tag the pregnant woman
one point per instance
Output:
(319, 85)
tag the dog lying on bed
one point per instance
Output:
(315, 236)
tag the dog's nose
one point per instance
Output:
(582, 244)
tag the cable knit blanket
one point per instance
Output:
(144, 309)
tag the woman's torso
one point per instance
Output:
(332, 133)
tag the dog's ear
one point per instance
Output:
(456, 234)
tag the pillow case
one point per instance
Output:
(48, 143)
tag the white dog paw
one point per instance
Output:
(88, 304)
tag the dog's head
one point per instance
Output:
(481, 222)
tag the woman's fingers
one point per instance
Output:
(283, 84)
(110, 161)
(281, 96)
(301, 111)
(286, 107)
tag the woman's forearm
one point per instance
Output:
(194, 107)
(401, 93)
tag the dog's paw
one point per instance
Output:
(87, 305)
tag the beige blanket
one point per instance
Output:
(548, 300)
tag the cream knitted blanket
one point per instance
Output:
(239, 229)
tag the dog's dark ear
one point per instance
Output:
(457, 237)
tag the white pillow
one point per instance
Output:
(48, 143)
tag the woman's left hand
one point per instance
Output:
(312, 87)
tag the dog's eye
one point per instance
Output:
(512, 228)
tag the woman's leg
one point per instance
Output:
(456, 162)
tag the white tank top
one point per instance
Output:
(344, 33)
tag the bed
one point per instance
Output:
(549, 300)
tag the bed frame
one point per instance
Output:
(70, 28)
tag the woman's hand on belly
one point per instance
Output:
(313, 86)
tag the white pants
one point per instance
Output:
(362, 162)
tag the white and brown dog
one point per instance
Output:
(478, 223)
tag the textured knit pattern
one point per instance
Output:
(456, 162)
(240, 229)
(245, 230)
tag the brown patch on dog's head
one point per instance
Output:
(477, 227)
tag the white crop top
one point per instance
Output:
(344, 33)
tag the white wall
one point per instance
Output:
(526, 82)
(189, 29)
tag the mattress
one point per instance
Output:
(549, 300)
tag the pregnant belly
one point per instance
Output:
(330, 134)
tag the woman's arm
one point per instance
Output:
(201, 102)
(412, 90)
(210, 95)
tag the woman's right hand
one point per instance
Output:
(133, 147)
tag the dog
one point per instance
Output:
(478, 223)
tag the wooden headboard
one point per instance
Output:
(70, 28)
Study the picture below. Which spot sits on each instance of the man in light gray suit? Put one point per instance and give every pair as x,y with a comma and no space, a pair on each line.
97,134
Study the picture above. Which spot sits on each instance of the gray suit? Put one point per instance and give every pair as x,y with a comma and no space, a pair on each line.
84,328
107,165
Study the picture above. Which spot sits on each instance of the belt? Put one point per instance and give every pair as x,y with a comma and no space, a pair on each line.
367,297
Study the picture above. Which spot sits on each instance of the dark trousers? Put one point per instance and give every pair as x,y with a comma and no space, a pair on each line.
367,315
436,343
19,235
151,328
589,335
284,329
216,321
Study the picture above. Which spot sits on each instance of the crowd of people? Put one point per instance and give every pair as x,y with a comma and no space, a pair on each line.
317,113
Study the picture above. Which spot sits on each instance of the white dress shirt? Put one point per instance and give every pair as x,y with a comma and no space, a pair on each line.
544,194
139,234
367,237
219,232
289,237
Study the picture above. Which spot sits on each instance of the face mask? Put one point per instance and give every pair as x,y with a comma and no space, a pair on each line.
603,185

*Activity*.
Where a line contains the word "pregnant", copy that line from the listing above.

*Task result*.
tag the pregnant woman
tag the pregnant belly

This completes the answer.